* CONSIGNES DE L'EXERCICE:
1. Dans l'extrait sur les facteurs pronostiques du QI, quel paramètre est corrélé à un bon pronostic en analyse monovariée ?
2. Recopiez tel quel le passage de l'extrait sur les facteurs pronostiques du QI qui va de « L'âge médian au » jusqu'à « postnatale. ».

* TEXTE À ANALYSER:

* * * * *

L'âge médian au moment du QI est de 60 mois (10 mois à 156 mois).12 paramètres ont
été étudiés et soumis à une analyse de régression logistique mono- et multivariée
pour être corrélés aux QI, les QI étant eux-mêmes répertoriés en deux groupes (<
80 ; > 3D 80). Les facteurs étudiés ont été : agénésie calleuse,
encéphalocèle, autres malformations du système nerveux central, angiomes faciaux,
malformations maxillo-faciales, viscérales, cardiaques, oculaires, malformations de la
main, anomalies de la voûte du crâne (2 lacunes osseuses, 1 kyste dermoïde -associé à
une agénésie calleuse- 1 trigonocéphalie), hydrocéphalie anténatale, hydrocéphalie
postnatale.
En analyse monovariée :
- 3 paramètres sont significativement corrélés à un mauvais pronostic :
malformation cérébrale autres qu'encéphalocèles et agénésie calleuse (p<.01),
malformations maxillo-faciales (p<0.002), et anomalies de la voûte (p<D0.02) ;
- 2 paramètres sont en limite de signification : agénésie calleuse complète
(p=<0.06) et hydrocéphalie anténatale (p<0.07) ;
- 1 paramètre est corrélé à un bon pronostic : les angiomes faciaux (0.0009).

* * * * *

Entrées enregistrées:
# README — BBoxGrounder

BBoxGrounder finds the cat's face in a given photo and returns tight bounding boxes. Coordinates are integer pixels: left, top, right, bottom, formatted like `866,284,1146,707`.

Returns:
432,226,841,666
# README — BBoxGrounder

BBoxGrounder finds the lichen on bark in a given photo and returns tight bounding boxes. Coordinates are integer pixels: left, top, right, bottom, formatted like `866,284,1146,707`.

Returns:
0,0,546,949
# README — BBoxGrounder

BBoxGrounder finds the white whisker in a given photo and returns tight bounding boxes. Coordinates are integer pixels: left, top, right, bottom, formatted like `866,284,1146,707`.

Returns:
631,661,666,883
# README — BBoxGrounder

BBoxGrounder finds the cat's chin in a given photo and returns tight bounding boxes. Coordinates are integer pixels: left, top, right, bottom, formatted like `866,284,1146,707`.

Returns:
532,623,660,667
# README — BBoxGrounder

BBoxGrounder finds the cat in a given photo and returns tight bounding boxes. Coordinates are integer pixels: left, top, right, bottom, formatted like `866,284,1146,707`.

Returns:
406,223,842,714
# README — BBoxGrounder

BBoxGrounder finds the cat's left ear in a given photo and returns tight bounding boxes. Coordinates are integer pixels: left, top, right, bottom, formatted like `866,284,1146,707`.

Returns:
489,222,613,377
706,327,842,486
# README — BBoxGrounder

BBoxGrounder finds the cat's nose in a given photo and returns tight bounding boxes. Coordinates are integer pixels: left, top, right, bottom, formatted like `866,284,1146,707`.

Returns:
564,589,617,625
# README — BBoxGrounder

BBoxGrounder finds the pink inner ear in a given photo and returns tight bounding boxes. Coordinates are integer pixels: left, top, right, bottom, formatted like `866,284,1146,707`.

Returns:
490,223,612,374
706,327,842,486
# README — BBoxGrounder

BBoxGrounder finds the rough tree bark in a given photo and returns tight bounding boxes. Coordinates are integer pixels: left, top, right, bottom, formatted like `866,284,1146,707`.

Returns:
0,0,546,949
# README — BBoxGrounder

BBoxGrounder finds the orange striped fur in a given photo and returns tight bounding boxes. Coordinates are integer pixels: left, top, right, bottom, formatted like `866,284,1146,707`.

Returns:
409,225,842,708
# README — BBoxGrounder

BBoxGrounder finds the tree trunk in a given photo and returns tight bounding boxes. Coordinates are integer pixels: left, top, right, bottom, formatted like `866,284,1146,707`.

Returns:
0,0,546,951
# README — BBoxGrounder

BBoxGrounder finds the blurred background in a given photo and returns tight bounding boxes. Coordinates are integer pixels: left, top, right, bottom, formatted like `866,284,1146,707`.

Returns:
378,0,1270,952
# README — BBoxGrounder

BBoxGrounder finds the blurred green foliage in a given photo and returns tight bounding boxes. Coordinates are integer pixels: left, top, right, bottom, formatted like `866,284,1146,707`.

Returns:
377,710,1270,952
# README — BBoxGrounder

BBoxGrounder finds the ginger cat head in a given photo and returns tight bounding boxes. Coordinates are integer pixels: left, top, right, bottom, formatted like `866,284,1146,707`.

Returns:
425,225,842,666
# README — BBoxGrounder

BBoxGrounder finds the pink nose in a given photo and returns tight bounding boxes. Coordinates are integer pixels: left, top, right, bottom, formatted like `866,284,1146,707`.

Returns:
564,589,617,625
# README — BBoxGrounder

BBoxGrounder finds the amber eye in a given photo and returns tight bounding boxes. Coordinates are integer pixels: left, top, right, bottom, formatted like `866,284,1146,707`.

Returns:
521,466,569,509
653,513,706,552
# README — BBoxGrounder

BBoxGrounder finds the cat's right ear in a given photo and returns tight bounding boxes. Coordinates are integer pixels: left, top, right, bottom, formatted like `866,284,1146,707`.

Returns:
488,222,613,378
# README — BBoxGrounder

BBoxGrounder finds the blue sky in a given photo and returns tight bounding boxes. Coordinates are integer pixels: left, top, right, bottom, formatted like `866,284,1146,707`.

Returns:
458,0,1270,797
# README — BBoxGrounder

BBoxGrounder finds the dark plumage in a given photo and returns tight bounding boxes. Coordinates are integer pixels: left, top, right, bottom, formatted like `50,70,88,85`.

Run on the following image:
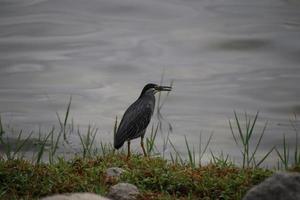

* * * * *

* EXERCICE CORRIGÉ:
1. Les angiomes faciaux.

2.
L'âge médian au moment du QI est de 60 mois (10 mois à 156 mois).12 paramètres ont
été étudiés et soumis à une analyse de régression logistique mono- et multivariée
pour être corrélés aux QI, les QI étant eux-mêmes répertoriés en deux groupes (<
80 ; > 3D 80). Les facteurs étudiés ont été : agénésie calleuse,
encéphalocèle, autres malformations du système nerveux central, angiomes faciaux,
malformations maxillo-faciales, viscérales, cardiaques, oculaires, malformations de la
main, anomalies de la voûte du crâne (2 lacunes osseuses, 1 kyste dermoïde -associé à
une agénésie calleuse- 1 trigonocéphalie), hydrocéphalie anténatale, hydrocéphalie
postnatale.